**GIVEN TASK**
Turn the lines below into a numbered list, leaving out blank lines and pictures.

**MATERIAL SUPPLIED**
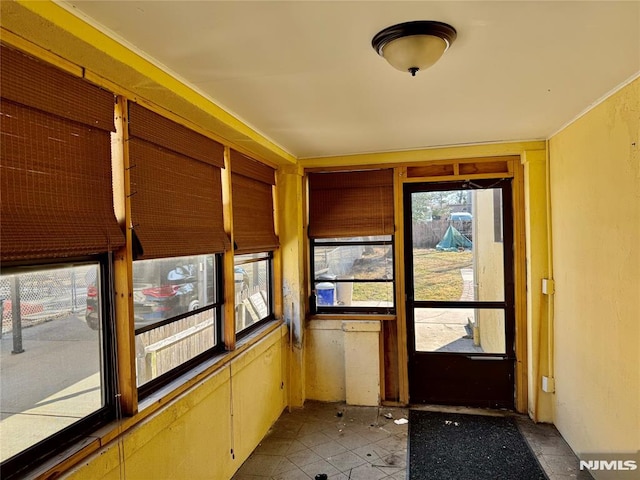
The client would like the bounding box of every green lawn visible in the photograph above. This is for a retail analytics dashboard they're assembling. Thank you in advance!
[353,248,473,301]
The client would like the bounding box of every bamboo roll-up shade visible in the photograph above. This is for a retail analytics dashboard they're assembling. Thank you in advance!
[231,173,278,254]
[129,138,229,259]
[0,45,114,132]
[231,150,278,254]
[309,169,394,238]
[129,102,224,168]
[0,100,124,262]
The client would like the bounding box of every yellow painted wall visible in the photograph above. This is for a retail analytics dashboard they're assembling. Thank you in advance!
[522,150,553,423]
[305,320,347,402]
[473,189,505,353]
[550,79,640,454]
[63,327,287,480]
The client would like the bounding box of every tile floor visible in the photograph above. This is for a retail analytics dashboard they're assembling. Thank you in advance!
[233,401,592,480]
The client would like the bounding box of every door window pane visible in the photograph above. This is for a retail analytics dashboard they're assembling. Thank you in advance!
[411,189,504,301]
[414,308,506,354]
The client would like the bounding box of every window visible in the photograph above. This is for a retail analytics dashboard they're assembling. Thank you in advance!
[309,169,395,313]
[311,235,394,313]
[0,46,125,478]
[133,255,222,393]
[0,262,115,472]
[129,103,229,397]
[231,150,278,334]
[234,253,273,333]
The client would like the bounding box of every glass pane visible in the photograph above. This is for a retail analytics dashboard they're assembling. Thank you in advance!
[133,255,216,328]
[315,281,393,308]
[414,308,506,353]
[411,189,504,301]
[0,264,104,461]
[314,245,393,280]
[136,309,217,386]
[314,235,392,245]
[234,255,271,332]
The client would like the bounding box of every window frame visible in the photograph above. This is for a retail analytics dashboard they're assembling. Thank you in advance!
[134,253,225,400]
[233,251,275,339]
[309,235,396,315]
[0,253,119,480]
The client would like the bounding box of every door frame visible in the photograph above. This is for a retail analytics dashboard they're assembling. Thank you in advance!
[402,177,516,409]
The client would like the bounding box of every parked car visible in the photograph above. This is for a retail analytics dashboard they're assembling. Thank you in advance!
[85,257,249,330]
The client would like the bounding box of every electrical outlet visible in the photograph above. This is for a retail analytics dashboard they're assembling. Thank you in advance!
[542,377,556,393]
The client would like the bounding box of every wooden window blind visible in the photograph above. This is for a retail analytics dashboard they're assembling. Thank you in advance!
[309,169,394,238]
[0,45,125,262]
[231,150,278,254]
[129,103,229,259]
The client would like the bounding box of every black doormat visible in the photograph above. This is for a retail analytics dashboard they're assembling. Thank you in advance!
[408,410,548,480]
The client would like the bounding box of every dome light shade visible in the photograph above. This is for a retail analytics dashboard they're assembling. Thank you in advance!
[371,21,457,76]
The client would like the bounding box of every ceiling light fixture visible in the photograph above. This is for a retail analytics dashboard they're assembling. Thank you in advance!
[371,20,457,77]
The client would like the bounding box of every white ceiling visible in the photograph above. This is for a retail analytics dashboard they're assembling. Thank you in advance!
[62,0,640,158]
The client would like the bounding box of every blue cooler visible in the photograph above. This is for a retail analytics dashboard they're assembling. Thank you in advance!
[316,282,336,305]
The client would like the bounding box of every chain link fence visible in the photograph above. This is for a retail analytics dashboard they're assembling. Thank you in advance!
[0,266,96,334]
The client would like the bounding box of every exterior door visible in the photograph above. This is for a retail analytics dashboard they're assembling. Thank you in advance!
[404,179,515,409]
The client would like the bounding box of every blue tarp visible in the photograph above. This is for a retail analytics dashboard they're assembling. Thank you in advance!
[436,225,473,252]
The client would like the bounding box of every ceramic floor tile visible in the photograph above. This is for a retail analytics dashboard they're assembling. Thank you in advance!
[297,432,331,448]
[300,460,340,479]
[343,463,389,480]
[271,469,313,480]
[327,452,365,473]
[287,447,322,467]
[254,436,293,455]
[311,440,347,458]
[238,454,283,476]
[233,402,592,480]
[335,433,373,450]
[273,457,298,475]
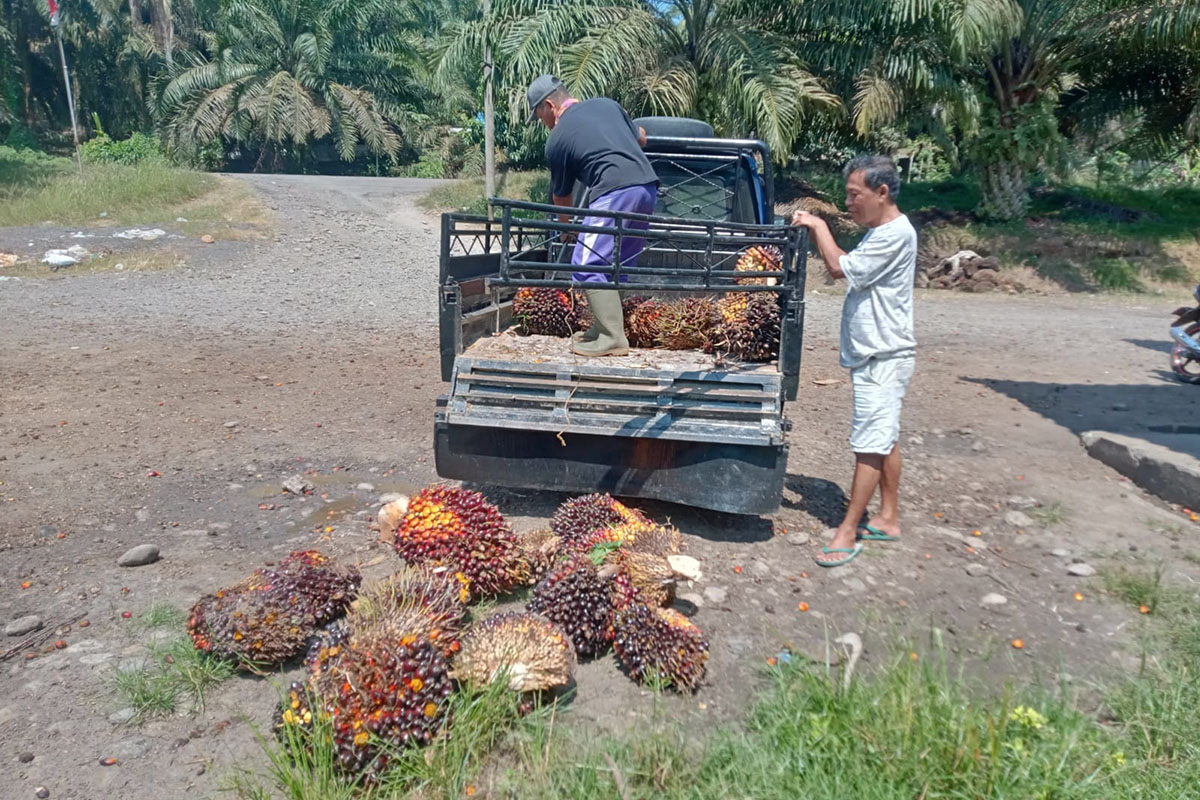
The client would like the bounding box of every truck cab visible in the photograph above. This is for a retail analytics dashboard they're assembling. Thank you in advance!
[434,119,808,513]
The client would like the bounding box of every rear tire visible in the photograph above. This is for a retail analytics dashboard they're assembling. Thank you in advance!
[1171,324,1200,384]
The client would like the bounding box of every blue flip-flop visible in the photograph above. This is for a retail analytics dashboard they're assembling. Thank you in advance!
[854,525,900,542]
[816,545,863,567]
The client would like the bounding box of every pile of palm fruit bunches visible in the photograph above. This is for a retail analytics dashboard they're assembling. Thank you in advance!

**FINISHED ANSWER**
1. The client would like the bounding box of every green lawn visible in the photograph above. This is for a retail analytics dashboard they're assembling. Thank you in advance!
2. [353,248,473,301]
3. The client would like the bounding box of every bamboo roll-up shade visible in the photograph above. This is for a retail analytics dashboard they're assembling. Thank you in advance!
4. [231,173,278,254]
5. [129,138,229,259]
6. [0,45,114,132]
7. [231,150,278,254]
8. [309,169,394,238]
9. [129,102,224,168]
10. [0,100,124,262]
11. The client would like the bounding box of every yellow painted wall visible in the photograph above. This is for a retail analytics dashboard they're assembling. Thank you in advance!
12. [522,150,553,423]
13. [305,320,347,402]
14. [473,189,505,353]
15. [550,79,640,454]
16. [63,327,287,480]
17. The client would like the bounding box of every tile floor visible in the photograph above. This is for a retail analytics dashboard they're assembling. Thank you in advance!
18. [233,401,592,480]
19. The client would like the bounding box of every door window pane visible in the photograph above. This is for a retail analytics dashboard they're assembling. Thank you in advance!
20. [411,189,504,301]
21. [414,308,506,354]
22. The client would like the bounding box of every window visible in the photograph above. This is for a retail analytics dashboard they're assembling. Thank you in advance!
23. [309,169,395,313]
24. [311,235,394,313]
25. [0,46,125,478]
26. [133,255,222,393]
27. [0,262,115,472]
28. [129,103,229,397]
29. [231,150,278,334]
30. [234,253,273,333]
31. The client would like the bounding box of every glass pane visible in the photograph above. This is for a retail analytics dashboard they're assembling. Thank you in advance!
32. [133,255,216,328]
33. [315,281,393,308]
34. [414,308,506,353]
35. [411,189,504,301]
36. [0,264,104,461]
37. [314,245,393,280]
38. [136,309,217,386]
39. [314,235,392,245]
40. [234,255,271,332]
41. The client would like the bounding box of every window frame visible in the photograph above. This is for a retail analytics dashboard they're assembling. Thank you in advance!
42. [134,253,225,400]
43. [233,251,275,339]
44. [309,235,396,315]
45. [0,253,119,480]
46. The client would like the bounding box of every door frame visible in the photograph above. This is for a retail analytics dashboard they're assembling. Thank you in advance!
47. [402,177,516,409]
48. The client would like the bounding box of every parked car visible in the photograph above. This is for a retail analytics dashboard they're assembling. Thank you in advance!
49. [85,257,249,330]
50. The client would like the bounding box of every electrical outlet visible in the photograph above. This is for a retail analytics dashboard they're assembling. Thank you in advance!
51. [542,377,556,393]
52. The client would like the bounding box of every wooden window blind visible in the photograph above. This is for a retail analytics dashboard they're assembling. Thank you in advance!
53. [309,169,394,238]
54. [0,45,125,262]
55. [231,150,278,254]
56. [129,103,229,259]
57. The client would like the bounding box of every black doormat visible in the photograph above. This is for a retail analytics dashboard they're assembling. Thank you in advance!
58. [408,410,548,480]
59. The client would like the bounding box of every dome light shade visible in the photograph above. This is for a retail analytics dashboard they're assembling. Thank you in advance!
60. [371,21,457,76]
61. The client would like the bounding box of every ceiling light fixture visible in the photograph above. This is for a retail analytics dashboard they're assembling. Thank you in advance!
62. [371,20,457,77]
63. The client would like the bounding box of every white ceiling visible in the photograph above. This is for a retail analytics dashboard they're assembling. Thank you in advance!
64. [62,0,640,158]
65. The client would like the bounding box of every blue cooler visible in the photograph above. This is for a retail analytics dashboard they're assembling. Thank you in advance!
66. [316,282,336,305]
67. The client would like the bounding box of every chain link fence visible in the photograph above. This is for a retail analytics dashboard they're assembling. Thank you in advance!
68. [0,266,96,334]
69. The client would like the bounding box of every exterior door visible in the photograph above. This is for a retail analytics dashboard they're assembling. Thank you in advance!
70. [404,179,515,409]
71. The client would like the bounding box of every blue tarp visible in the photograph above. This is for a retail analytics dashboard they're assembling. Thank you in advance!
72. [436,225,473,252]
73. The client would like the bounding box of every ceramic floor tile visible in the photograph above. This is for a retail analytics dashboard they're assembling. Thank you in advance!
74. [297,432,331,448]
75. [300,460,340,479]
76. [343,463,389,480]
77. [271,469,313,480]
78. [327,452,365,473]
79. [287,447,322,467]
80. [254,436,293,455]
81. [311,440,347,458]
82. [238,454,283,476]
83. [233,402,592,480]
84. [335,433,373,450]
85. [273,457,298,475]
86. The client would like the bounding box of every truck cab visible in the photograph above. This is for a retail analytics dashboard they're assembling. Thank you in advance!
87. [434,119,808,513]
88. The client would like the bounding box of every rear tire visible in the photograph above. This is for a retail analytics dashboard they're assembling. Thank you in advance!
89. [1171,324,1200,384]
90. The client would like the bounding box of every blue flip-flop visible in the photograph above. This is for a retail analytics dashboard they're assembling. Thank you in advance!
91. [854,525,900,542]
92. [816,545,863,567]
93. The client would like the bounding box of every pile of palm fruit bunches visible in the photograph above. This is for a retail analytics dashboard they're assembling. Thank you in advance!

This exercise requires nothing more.